[Your objective]
Starting at the beginning of the listing and ending at the line that contains "117L395 0L0 0L0", write those lines out again with "outline" changed to "trace" and nothing else altered.
┌─ Supplied records
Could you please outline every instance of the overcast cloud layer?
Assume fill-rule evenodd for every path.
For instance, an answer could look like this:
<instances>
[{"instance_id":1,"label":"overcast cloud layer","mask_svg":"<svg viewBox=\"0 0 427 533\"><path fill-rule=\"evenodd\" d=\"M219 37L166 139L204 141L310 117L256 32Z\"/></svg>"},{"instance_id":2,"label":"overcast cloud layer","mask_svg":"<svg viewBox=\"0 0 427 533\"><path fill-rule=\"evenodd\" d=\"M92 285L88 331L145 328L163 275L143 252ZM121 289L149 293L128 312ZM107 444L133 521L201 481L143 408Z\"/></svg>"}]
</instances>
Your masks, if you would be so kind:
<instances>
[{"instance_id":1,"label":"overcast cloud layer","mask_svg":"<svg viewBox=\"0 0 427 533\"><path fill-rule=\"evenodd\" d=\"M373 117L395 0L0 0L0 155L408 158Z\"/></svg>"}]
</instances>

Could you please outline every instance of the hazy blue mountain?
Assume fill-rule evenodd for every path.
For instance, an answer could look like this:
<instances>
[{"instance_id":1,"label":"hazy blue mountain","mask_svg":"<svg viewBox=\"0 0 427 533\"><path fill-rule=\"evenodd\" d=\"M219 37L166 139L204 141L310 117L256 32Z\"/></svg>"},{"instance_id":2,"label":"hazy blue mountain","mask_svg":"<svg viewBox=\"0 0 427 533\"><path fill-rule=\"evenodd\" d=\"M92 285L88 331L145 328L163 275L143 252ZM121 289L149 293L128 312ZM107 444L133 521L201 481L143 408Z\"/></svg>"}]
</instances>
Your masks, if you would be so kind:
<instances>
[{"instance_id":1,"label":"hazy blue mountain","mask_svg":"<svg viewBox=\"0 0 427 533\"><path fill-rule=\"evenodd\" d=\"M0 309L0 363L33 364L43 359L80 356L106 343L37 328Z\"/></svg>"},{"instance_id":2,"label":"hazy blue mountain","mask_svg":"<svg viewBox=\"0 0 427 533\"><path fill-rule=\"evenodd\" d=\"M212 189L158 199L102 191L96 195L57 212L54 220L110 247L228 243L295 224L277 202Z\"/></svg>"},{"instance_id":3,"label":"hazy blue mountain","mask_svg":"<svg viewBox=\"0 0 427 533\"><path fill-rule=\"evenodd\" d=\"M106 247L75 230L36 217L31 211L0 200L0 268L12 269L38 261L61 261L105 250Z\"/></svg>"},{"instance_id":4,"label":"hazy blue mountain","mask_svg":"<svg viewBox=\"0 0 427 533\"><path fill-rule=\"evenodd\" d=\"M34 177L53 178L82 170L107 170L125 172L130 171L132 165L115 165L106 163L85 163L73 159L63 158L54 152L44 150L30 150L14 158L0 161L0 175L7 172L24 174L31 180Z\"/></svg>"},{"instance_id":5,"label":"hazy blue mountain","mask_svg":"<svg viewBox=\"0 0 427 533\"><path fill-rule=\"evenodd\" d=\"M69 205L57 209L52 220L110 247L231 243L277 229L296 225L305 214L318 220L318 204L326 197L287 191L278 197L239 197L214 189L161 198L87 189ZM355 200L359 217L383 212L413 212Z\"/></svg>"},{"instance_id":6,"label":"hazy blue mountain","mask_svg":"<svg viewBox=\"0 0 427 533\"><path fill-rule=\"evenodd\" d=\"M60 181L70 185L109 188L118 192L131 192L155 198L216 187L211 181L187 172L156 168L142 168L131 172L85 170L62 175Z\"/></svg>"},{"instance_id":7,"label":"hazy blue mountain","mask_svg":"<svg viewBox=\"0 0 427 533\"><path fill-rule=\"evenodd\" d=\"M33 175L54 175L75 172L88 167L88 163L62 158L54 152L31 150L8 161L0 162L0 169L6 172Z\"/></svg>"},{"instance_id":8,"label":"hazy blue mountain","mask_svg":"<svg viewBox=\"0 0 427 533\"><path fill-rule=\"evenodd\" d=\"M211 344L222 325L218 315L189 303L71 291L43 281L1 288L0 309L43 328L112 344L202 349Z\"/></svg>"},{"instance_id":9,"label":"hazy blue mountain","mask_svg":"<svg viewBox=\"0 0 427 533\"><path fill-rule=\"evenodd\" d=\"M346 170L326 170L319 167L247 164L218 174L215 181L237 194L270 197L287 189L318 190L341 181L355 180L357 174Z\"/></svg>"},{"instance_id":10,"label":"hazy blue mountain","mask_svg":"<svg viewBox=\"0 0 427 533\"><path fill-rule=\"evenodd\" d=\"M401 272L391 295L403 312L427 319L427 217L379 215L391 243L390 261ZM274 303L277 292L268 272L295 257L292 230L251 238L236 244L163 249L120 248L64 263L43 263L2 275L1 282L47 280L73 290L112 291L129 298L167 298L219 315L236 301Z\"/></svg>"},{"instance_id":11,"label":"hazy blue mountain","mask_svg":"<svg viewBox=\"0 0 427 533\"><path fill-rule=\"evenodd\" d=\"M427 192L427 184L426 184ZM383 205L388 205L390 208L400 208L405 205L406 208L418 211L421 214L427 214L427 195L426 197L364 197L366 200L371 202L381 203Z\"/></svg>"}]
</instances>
└─
[Task response]
Could you please trace every instance of the overcast cloud layer?
Assume fill-rule evenodd for every path.
For instance, an answer could look like this:
<instances>
[{"instance_id":1,"label":"overcast cloud layer","mask_svg":"<svg viewBox=\"0 0 427 533\"><path fill-rule=\"evenodd\" d=\"M219 37L166 139L204 141L310 117L256 32Z\"/></svg>"},{"instance_id":2,"label":"overcast cloud layer","mask_svg":"<svg viewBox=\"0 0 427 533\"><path fill-rule=\"evenodd\" d=\"M92 285L88 331L145 328L163 275L143 252ZM121 289L149 293L128 312ZM107 444L133 521L201 481L143 408Z\"/></svg>"}]
</instances>
Your masks, if you would be so kind:
<instances>
[{"instance_id":1,"label":"overcast cloud layer","mask_svg":"<svg viewBox=\"0 0 427 533\"><path fill-rule=\"evenodd\" d=\"M373 117L395 0L0 0L0 155L408 158Z\"/></svg>"}]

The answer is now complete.